=== Problem to work on ===
In your copy, reproduce the entries exactly as they are, minus the images.

Task data Block Start

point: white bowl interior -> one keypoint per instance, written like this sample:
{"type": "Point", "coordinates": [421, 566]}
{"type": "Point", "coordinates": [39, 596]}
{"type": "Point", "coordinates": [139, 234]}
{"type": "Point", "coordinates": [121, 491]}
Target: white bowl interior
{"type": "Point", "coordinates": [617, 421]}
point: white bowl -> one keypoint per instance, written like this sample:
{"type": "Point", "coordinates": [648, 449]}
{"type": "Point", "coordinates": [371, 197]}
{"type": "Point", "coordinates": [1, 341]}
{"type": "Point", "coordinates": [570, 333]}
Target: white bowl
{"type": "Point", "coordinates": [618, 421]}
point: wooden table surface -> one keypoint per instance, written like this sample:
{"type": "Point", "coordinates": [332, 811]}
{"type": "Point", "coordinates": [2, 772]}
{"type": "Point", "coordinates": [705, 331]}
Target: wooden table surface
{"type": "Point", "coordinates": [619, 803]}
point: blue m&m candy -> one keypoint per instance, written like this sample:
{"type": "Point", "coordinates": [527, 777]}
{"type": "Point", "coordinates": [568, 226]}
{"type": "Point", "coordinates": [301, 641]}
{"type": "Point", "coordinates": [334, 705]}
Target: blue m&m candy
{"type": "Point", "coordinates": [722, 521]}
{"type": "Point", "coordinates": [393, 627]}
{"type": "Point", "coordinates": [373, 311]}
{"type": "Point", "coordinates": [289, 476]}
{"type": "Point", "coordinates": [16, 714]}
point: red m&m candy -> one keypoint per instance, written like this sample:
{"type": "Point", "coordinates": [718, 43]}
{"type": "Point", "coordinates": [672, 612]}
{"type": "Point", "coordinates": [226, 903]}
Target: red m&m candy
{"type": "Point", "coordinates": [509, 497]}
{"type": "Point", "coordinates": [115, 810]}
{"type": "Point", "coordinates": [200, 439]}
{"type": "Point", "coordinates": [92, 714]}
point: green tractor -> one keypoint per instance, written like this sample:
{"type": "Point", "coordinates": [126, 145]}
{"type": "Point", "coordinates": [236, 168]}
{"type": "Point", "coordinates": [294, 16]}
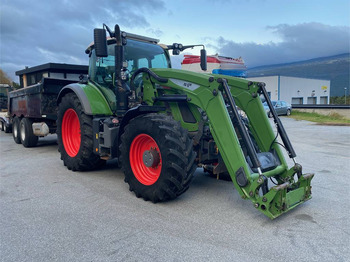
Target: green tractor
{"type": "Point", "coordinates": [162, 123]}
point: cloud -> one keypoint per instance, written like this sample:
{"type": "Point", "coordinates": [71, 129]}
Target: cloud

Task data Block End

=== Response for this exercise ===
point: white bowl interior -> one keypoint per instance, written like this sample:
{"type": "Point", "coordinates": [421, 566]}
{"type": "Point", "coordinates": [39, 596]}
{"type": "Point", "coordinates": [139, 234]}
{"type": "Point", "coordinates": [121, 491]}
Target: white bowl interior
{"type": "Point", "coordinates": [617, 421]}
point: white bowl -> one keypoint per instance, written like this sample:
{"type": "Point", "coordinates": [648, 449]}
{"type": "Point", "coordinates": [371, 197]}
{"type": "Point", "coordinates": [1, 341]}
{"type": "Point", "coordinates": [570, 333]}
Target: white bowl
{"type": "Point", "coordinates": [618, 421]}
point: wooden table surface -> one keypoint per instance, written like this sample:
{"type": "Point", "coordinates": [332, 811]}
{"type": "Point", "coordinates": [2, 772]}
{"type": "Point", "coordinates": [705, 331]}
Target: wooden table surface
{"type": "Point", "coordinates": [619, 803]}
point: blue m&m candy -> one keypoint per instance, written like this sample:
{"type": "Point", "coordinates": [527, 777]}
{"type": "Point", "coordinates": [568, 226]}
{"type": "Point", "coordinates": [301, 641]}
{"type": "Point", "coordinates": [334, 705]}
Target: blue m&m candy
{"type": "Point", "coordinates": [722, 521]}
{"type": "Point", "coordinates": [393, 627]}
{"type": "Point", "coordinates": [373, 311]}
{"type": "Point", "coordinates": [289, 476]}
{"type": "Point", "coordinates": [16, 714]}
point: red m&m candy -> one keypoint per instance, written like this sample:
{"type": "Point", "coordinates": [718, 43]}
{"type": "Point", "coordinates": [672, 612]}
{"type": "Point", "coordinates": [226, 903]}
Target: red m&m candy
{"type": "Point", "coordinates": [509, 497]}
{"type": "Point", "coordinates": [115, 810]}
{"type": "Point", "coordinates": [200, 439]}
{"type": "Point", "coordinates": [92, 714]}
point: green tractor -> one keypoint per instance, written like this sample:
{"type": "Point", "coordinates": [126, 145]}
{"type": "Point", "coordinates": [236, 168]}
{"type": "Point", "coordinates": [294, 16]}
Target: green tractor
{"type": "Point", "coordinates": [162, 123]}
point: cloud -> one keypoint per instance, written like this sample:
{"type": "Point", "coordinates": [71, 129]}
Target: cloud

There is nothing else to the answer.